In the healthcare reform commentary below, output the text between "(Side note: if" and "bored by it).", inclusive, copied word for word.

BEGIN Provided passage

In light of all this, you have to wonder about the people who are fightin’ mad about “socialized medicine” when the government’s single-payer healthcare runs a tighter ship (costs-wise) than the most profitable HMO. In the war of bullshit, this battle could be easily won by pointing out to those fearful seniors and working class parents who are being rallied against healthcare reform that their leaders have literally come out against their Medicare and Medicaid. If you want to fight fear with fear, you could very reasonably say that the same Republican and medical industry strategists are trying to kill Medicare and Medicaid on purely ideological grounds. How do we know? Well, we can start with the fact that (as reported by Media Matters):

On August 14, the Drudge Report, Rush Limbaugh, and O’Reilly Factor guest host Laura Ingraham featured a recording of Ronald Reagan speaking in 1961 against “socialized medicine” for the American Medical Association’s Operation Coffee Cup Campaign against Medicare. Neither Drudge, Limbaugh, nor Ingraham, however, noted that Reagan was speaking out against an early version of Medicare, which has become very popular since it was enacted 44 years ago, or that Reagan’s dire predictions of curtailments of freedom were never realized.

(Side note: if every major liberal news outlet played the same clip with the same message on the same day, right-wing media would be foaming at the mouth with conspiracy theories. Liberal media knows that there’s a right-wing politburo coordinating the message and we’re already bored by it).

This is not to say that I am a supporter of the president’s proposed health care reforms. I am not. Because even though the president has readily admitted that he prefers, ceteris paribus, single-payer healthcare, and the fact that there is a Democratic House and Senate and the midterms are over a year away, he still wants to pass a defanged bill that won’t help Americans more than the debate is hurting us. I want to be clear: any system that is not single-payer (or at least universal with subsidized coverage) just isn’t sustainable. Furthermore, there are people with valid concerns about how the hell we might pay for any expansion of coverage (although, to be fair, if this were a war, anyone asking how we’ll pay for it is some kind of fifth columnist).

END Provided passage
BEGIN Source data

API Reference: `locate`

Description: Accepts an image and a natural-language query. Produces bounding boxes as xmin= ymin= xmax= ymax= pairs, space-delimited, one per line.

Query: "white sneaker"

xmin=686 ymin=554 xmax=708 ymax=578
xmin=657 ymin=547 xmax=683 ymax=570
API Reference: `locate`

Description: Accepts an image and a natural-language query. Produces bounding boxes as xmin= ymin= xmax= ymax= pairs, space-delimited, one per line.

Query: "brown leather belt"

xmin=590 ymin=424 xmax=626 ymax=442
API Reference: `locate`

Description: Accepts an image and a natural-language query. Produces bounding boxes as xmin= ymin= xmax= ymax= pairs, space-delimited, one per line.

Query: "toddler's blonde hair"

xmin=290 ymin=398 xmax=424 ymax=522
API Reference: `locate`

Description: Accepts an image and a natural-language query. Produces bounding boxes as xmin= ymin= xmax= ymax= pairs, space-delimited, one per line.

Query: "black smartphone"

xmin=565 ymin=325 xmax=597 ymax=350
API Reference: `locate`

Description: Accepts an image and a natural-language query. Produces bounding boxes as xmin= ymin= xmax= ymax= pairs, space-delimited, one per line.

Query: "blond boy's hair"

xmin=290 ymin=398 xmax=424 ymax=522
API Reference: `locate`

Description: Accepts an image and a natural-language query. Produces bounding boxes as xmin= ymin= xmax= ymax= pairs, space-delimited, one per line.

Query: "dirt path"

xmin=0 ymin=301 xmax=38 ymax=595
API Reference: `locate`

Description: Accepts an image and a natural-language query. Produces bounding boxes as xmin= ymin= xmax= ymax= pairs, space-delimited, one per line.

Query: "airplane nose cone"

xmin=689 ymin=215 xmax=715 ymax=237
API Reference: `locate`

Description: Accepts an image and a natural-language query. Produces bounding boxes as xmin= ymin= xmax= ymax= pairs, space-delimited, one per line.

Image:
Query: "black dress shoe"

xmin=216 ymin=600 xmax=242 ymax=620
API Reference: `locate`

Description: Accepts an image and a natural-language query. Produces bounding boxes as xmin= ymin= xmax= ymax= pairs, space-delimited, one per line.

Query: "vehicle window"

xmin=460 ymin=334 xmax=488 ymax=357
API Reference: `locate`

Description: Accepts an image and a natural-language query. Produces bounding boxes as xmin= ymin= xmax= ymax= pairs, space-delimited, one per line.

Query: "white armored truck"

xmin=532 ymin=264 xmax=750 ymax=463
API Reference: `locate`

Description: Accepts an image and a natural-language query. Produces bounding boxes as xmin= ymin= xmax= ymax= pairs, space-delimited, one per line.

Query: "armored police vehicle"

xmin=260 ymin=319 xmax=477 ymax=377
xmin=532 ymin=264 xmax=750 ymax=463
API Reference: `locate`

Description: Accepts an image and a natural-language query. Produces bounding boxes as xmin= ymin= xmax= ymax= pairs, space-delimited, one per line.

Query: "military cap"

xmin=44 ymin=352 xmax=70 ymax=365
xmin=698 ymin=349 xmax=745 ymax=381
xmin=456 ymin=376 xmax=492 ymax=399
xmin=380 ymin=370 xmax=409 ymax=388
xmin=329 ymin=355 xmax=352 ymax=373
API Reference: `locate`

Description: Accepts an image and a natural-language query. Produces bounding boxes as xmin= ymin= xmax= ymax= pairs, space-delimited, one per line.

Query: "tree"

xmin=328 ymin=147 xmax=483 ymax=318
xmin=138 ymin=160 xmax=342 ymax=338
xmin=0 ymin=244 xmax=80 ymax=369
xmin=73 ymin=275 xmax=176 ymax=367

END Source data

▶ [Response]
(Side note: if every major liberal news outlet played the same clip with the same message on the same day, right-wing media would be foaming at the mouth with conspiracy theories. Liberal media knows that there’s a right-wing politburo coordinating the message and we’re already bored by it).